[Aim of the exercise] Write the next part of the excerpt on selection algorithms below, picking up right after its final sentence. It comes before the rows.

There are several different selection algorithms, from the much simpler quickselect (expected O(n), worst-case O(n2)) to the more complex median-of-medians algorithm (Θ(n)). Both of these algorithms work by using a quicksort partitioning step (time O(n)) to rearrange the elements and position one element into its proper position. If that element is at the index in question, we're done and can just return that element. Otherwise, we determine which side to recurse on and recurse there.
Let's now make a very strong assumption - suppose that we're using quickselect (pick the pivot randomly) and on each iteration we manage to guess the exact middle of the array. In that case, our algorithm will work like this: we do a partition step, throw away half of the array, then recursively process one half of the array. This means that on each recursive call we end up doing work proportional to the length of the array at that level, but that length keeps decreasing by a factor of two on each iteration. If we work out the math (ignoring constant factors, etc.) we end up getting the following time:
Work at the first level: n
Work after one recursive call: n / 2
Work after two recursive calls: n / 4
Work after three recursive calls: n / 8
...
This means that the total work done is given by
n + n / 2 + n / 4 + n / 8 + n / 16 + ... = n (1 + 1/2 + 1/4 + 1/8 + ...)
Notice that this last term is n times the sum of 1, 1/2, 1/4, 1/8, etc. If you work out this infinite sum, despite the fact that there are infinitely many terms, the total sum is exactly 2. This means that the total work is
n + n / 2 + n / 4 + n / 8 + n / 16 + ... = n (1 + 1/2 + 1/4 + 1/8 + ...) = 2n
This may seem weird, but the idea is that if we do linear work on each level but keep cutting the array in half, we end up doing only roughly 2n work.
An important detail here is that there are indeed O(log n) different iterations here, but not all of them are doing an equal amount of work. Indeed, each iteration does half as much work as the previous iteration. If we ignore the fact that the work is decreasing, you can conclude that the work is O(n log n), which is correct but not a tight bound. This more precise analysis, which uses the fact that the work done keeps decreasing on each iteration, gives the O(n) runtime.
Of course, this is a very optimistic assumption - we almost never get a 50/50 split! - but using a more powerful version of this analysis, you can say that if you can guarantee any constant factor split, the total work done is only some constant multiple of n. If we pick a totally random element on each iteration (as we do in quickselect), then on expectation we only need to pick two elements before we end up picking some pivot element in the middle 50% of the array, which means that, on expectation, only two rounds of picking a pivot are required before we end up picking something that gives a 25/75 split. This is where the expected runtime of O(n) for quickselect comes from.
A formal analysis of the median-of-medians algorithm is much harder because the recurrence is difficult and not easy to analyze. Intuitively, the algorithm works by doing a small amount of work to guarantee a good pivot is chosen. However, because there are two different recursive calls made, an analysis like the above won't work correctly. You can either use an advanced result called the Akra-Bazzi theorem, or use the formal definition of big-O to explicitly prove that the runtime is O(n). For a more detailed analysis, check out "Introduction to Algorithms, Third Edition" by Cormen, Leisserson, Rivest, and Stein.
Let me try to explain the difference between selection & binary search.

Point localization data
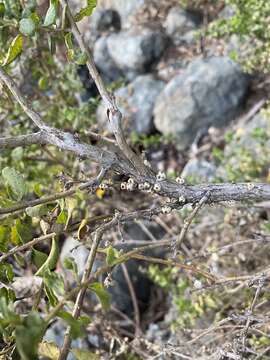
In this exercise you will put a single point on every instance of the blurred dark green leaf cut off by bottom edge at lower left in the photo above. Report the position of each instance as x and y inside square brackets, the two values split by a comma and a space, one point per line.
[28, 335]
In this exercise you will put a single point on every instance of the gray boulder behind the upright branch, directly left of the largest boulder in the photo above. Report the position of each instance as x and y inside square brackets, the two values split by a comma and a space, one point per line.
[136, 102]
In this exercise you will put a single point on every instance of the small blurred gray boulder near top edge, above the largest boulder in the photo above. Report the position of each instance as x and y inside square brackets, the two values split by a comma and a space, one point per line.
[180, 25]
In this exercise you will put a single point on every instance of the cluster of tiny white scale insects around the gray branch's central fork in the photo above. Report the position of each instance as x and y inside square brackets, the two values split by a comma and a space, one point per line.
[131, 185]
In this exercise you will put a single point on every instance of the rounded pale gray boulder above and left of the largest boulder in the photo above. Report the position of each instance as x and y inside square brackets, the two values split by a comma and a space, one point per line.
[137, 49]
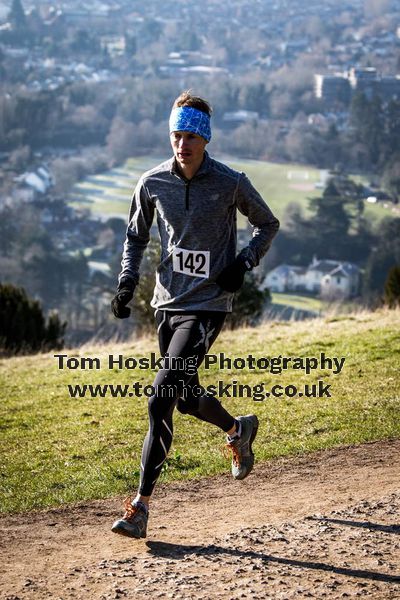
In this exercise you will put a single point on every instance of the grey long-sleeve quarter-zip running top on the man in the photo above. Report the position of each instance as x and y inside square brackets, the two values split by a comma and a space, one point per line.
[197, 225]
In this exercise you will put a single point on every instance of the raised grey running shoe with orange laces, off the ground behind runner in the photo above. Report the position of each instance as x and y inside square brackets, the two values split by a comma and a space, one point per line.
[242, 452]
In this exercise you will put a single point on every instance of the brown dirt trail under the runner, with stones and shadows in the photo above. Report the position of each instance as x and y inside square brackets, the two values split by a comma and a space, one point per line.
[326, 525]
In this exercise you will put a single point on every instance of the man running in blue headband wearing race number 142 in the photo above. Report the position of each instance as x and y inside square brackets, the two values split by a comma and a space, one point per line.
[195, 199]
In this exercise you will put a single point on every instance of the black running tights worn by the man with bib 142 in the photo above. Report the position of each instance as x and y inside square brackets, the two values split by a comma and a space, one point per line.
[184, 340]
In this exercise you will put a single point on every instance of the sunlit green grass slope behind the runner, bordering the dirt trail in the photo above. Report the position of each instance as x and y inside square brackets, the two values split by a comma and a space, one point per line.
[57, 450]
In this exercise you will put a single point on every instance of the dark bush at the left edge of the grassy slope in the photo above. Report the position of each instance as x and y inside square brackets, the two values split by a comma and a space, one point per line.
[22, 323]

==

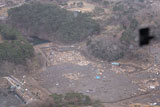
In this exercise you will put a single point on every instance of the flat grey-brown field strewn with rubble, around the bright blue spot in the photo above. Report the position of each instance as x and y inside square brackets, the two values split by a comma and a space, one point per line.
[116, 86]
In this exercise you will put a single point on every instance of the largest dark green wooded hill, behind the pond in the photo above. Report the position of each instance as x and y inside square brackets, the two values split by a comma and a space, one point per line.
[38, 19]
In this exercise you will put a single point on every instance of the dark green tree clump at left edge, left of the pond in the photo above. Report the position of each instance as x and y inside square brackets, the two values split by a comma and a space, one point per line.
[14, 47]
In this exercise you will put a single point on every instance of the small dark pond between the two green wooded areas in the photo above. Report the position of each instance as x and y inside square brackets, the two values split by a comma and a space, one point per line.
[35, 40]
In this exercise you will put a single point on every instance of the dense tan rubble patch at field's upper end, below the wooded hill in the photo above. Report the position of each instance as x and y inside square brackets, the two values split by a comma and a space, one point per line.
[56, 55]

[Exercise answer]
Binary search algorithm in each step does O(1) operations. Totally there are log(N) steps and this makes it O(log(N))
Selection algorithm in each step performs O(n) operations. But this 'n' keeps on reducing by half each time. There are totally log(N) steps.
This makes it N + N/2 + N/4 + ... + 1 (log(N) times) = 2N = O(N)
For binary search it is 1 + 1 + ... (log(N) times) = O(logN)
In Quicksort, the recursion tree is lg(N) levels deep and each of these levels requires O(N) amount of work. So the total running time is O(NlgN).
In Quickselect, the recurision tree is lg(N) levels deep and each level requires only half the work of the level above it. This produces the following:
N * (1/1 + 1/2 + 1/4 + 1/8 + ...)
or
N * Summation(1/i^2)
1 < i <= lgN
The important thing to note here is that i goes from 1 to lgN, but not from 1 to N and also not from 1 to infinity.
The summation evaluates to 2. Hence Quickselect = O(2N).
Quicksort does not have a big-O of nlogn - it's worst case runtime is n^2.
I assume you're asking about Hoare's Selection Algorithm (or quickselect) not the naive selection algorithm that is O(kn). Like quicksort, quickselect has a worst case runtime of O(n^2) (if bad pivots are chosen), not O(n). It can run in expectation time n because it's only sorting one side, as you point out.
Because for selection, you're not sorting, necessarily. You can simply count how many items there are which have any given value. So an O(n) median can be performed by counting how many times each value comes up, and picking the value that has 50% of items above and below it. It's 1 pass through the array, simply incrementing a counter for each element in the array, so it's O(n).
For example, if you have an array "a" of 8 bit numbers, you can do the following:
int histogram [ 256 ];
for (i = 0; i < 256; i++)
{
histogram [ i ] = 0;
}
for (i = 0; i < numItems; i++)
{
histogram [ a [ i ] ]++;
}
i = 0;
sum = 0;
while (sum < (numItems / 2))
{
sum += histogram [ i ];
i++;
}
At the end, the variable "i" will contain the 8-bit value of the median. It was about 1.5 passes through the array "a". Once through the entire array to count the values, and half through it again to get the final value.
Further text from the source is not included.